FC: Oh yes, absolutely.
I’m still looking around for some quiet place on Earth that I could just
write music and breathe in good air.
BD: Try Alaska!
FC: Try Alaska?
[Laughs] I could exploit Alaska next. That’s coming! I
scoped out Oregon, and it’s beautiful, really fantastically beautiful, but
the same thing is going on there. They’re trying to cut down all the
forests for the timber.
BD: You’ve got
to stay two jumps ahead.
FC: Yes!
[Both laugh]
BD: Since we’re
talking about this, has this need to be peripatetic changed appreciably in
the last ten, twenty, thirty, forty years?
FC: I don’t think
so.
BD: So it’s always
been like this and it ever will be?
FC: Well, to say
it always will be, that’s something else again. But certainly artists
have to go where there’s work, and if you’re a composer or a musician from
a small town, if you want to work you’ve got to get to a big town.
That pretty much means usually New York, LA, and possibly Chicago. Something
like that sort.
BD: Does that leave
the little towns bereft of musicians?
FC: Yeah, it’s
pretty tough to go out to the Midwest and try to put together a first class
group unless you have the financial backing and can attract musicians.

◆ **TASKS TO PERFORM**
a) Rewrite the interview, everything from "FC: I don’t" down to "like that sort.", putting "large city" in place of "big town".
b) Carry on the interview about composers and musicians leaving small towns for work, picking up after its last line.

◆ **RAW DATA**
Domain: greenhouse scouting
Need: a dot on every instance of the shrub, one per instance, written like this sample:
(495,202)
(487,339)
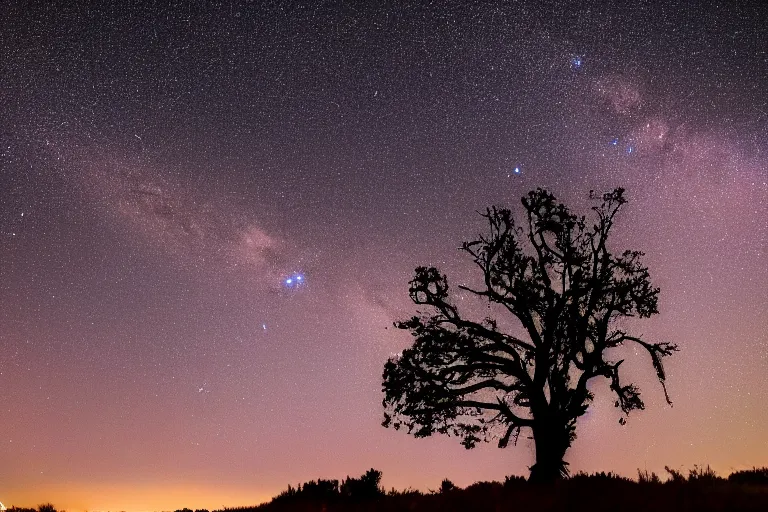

◆ **RESPONSES TO THE TASKS**
a)
FC: I don’t think
so.
BD: So it’s always
been like this and it ever will be?
FC: Well, to say
it always will be, that’s something else again. But certainly artists
have to go where there’s work, and if you’re a composer or a musician from
a small town, if you want to work you’ve got to get to a large city.
That pretty much means usually New York, LA, and possibly Chicago. Something
like that sort.

b)
Cities like St. Paul attracted first class musicians as they have the money
that pay them and to build the auditorium. But that requires money.
It can be done, it’s just tougher, that’s all. Whereas in a city like
LA here, there are just musicians all over the place.
BD: Then do you
have the opposite problem with too many musicians?
FC: The problem
here in LA actually is an insidious one, it’s the studio problem. My
son is a violinist. What happens is musicians long to play so-called
‘good music’, and they want to
get involved in chamber music and then performances of new works. But
these things take a lot of time and a lot of effort, and meantime they keep
getting these calls where you just show up and in two and a half hours you
earn such a huge amount of money. It’s just ridiculous. You can’t
turn it down.
BD: And then your
morning is shot or your afternoon is shot.
FC: Yes, and sometimes
both! You do double sessions, and it’s an ongoing thing. If you
want to form a string quartet or woodwind quintet or something like that
and really do a first class job and spend a lot of time rehearsing and do
some traveling, it’s awfully difficult, awfully difficult.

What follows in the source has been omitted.